Within the records, determine how many lines contain the word "sandy". Your reply must consist of that number only.
DATA FOR THE TASK START
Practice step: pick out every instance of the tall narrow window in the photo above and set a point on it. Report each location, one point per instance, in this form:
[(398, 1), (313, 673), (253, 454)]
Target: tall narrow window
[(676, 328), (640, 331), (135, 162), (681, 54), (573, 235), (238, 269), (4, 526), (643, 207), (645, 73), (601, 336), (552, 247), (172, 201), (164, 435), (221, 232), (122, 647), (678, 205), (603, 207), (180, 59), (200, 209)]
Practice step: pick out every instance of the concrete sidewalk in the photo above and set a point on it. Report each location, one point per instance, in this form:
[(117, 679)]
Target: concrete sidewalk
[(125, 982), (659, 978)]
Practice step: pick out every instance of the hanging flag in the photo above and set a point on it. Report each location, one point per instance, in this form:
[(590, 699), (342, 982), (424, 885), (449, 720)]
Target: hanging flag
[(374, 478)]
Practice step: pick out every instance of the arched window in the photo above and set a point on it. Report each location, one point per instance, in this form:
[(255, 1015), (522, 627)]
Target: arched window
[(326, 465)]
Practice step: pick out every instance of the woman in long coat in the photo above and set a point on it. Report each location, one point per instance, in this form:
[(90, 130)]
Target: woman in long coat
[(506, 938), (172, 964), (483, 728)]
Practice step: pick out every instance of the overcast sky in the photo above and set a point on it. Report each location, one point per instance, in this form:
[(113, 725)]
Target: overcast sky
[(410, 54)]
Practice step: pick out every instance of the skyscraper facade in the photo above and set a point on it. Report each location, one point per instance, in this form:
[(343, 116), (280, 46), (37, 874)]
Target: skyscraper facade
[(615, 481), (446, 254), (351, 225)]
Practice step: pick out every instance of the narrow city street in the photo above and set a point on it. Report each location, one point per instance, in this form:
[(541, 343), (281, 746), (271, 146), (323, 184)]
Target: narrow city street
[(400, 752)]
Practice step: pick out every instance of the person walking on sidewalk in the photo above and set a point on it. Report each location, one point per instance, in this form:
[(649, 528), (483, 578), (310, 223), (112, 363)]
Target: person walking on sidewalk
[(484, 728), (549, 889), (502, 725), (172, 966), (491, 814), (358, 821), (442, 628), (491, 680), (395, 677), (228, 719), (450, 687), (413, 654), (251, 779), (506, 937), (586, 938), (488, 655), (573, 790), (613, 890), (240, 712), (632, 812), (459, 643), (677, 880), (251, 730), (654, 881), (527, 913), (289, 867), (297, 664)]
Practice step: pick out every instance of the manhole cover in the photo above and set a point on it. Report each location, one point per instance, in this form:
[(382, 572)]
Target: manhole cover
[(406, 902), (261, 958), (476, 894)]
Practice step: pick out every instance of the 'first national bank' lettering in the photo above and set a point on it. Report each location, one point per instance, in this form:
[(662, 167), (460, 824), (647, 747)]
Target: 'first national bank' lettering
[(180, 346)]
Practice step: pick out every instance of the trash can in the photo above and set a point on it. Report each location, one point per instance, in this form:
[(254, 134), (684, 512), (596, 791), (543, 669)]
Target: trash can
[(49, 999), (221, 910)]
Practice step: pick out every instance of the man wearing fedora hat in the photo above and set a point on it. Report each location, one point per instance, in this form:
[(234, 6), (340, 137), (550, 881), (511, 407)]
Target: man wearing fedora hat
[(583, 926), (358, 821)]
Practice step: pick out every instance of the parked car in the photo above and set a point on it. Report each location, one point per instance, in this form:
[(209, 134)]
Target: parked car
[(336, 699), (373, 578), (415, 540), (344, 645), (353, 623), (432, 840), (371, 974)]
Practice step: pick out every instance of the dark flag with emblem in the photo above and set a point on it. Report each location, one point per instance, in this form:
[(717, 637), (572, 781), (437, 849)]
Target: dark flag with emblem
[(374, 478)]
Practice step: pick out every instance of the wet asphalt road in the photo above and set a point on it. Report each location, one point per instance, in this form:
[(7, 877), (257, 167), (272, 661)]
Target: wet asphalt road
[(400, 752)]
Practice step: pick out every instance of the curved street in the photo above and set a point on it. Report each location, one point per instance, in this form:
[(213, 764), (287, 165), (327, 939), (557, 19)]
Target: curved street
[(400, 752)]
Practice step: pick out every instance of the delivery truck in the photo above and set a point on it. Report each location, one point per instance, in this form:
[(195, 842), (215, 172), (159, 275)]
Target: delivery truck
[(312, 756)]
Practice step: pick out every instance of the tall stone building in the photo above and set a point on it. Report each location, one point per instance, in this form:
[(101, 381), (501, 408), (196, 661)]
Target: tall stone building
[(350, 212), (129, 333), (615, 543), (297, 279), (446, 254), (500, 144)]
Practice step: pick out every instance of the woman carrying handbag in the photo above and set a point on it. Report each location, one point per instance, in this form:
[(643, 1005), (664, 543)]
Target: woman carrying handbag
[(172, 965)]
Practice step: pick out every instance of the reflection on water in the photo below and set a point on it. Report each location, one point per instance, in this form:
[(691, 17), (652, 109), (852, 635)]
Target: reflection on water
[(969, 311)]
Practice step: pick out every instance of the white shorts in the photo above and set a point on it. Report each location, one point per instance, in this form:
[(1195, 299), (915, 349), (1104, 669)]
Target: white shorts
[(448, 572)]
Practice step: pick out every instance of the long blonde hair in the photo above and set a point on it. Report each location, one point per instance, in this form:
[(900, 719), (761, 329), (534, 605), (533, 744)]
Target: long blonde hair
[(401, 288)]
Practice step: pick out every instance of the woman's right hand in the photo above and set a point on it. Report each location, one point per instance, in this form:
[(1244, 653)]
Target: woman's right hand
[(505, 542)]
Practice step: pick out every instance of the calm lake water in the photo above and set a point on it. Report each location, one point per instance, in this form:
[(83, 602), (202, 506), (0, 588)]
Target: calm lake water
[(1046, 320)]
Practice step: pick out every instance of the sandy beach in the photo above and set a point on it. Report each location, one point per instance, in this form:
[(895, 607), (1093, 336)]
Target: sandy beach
DATA FOR THE TASK END
| COMPLETED EXERCISE |
2